◆ **Passage shown**
★ ★ ★ ★

The Journal site (journal.code4lib.org) is a lightly modified WordPress site, and the indexing is whatever comes with WordPress. (I would guess it renders the HTML to flat text with no regard for authorship and reference sections.) The issue is a WordPress category, the date is the WordPress post date (I think), and Title is the WordPress title. Author is a field we added to WordPress, and it is just a text field (authors are undistinguished in the field). Abstract is the WordPress summary. I think the RSS feed from the Journal might be a good place to get much of the information, although in some cases (like Author), further processing would be required. We also submit metadata to DOAJ (https://doaj.org/toc/1940-5758), the basis of which comes from a custom plugin; see, for example, http://journal.code4lib.org/issues/issue44/feed/doaj. (The coordinating editor downloads that file, manually checks/corrects XML errors, and uploads it too DOAJ.)
Hope this helps -- sounds like you are doing some interesting work!
On May 16, 2019, 1:12 PM -0400, Eric Lease Morgan <[log in to unmask]>, wrote:
> How is Code4Lib Journal indexed? What software is used, and more specifically, what characteristics of each article are included in the index?
> Our journal is pretty cool, but as a library-related journal, I think it can be better. For example, what are the various indexed fields? Maybe we can support faceted browsing? Search results are returned in a very narrative form -- a format this is not very computable. If search results were in some sort of columnar format (TSV, CSV, etc.) sorting and grouping would be possible as well as analysis.

★ ★ ★ ★

◆ **Data segment**
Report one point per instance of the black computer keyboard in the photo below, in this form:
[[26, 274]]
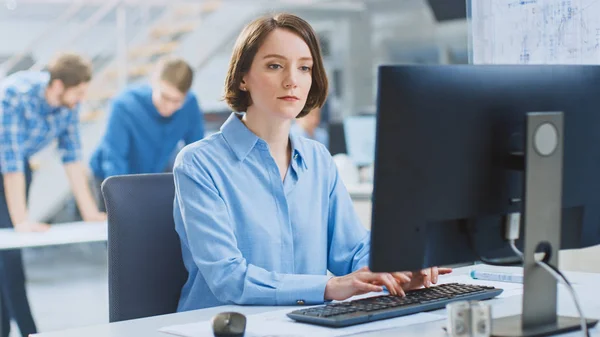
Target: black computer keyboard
[[370, 309]]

★ ★ ★ ★

◆ **Stated goal 1**
In the Code4Lib Journal thread, what does the Abstract field come from?
◆ **Stated goal 2**
Quote the stretch of the Code4Lib Journal thread from "Hope this helps" through "in the index?".
Work from the Code4Lib Journal thread only, not from the lines.

◆ **Reply 1**
The WordPress summary.

◆ **Reply 2**
Hope this helps -- sounds like you are doing some interesting work!
On May 16, 2019, 1:12 PM -0400, Eric Lease Morgan <[log in to unmask]>, wrote:
> How is Code4Lib Journal indexed? What software is used, and more specifically, what characteristics of each article are included in the index?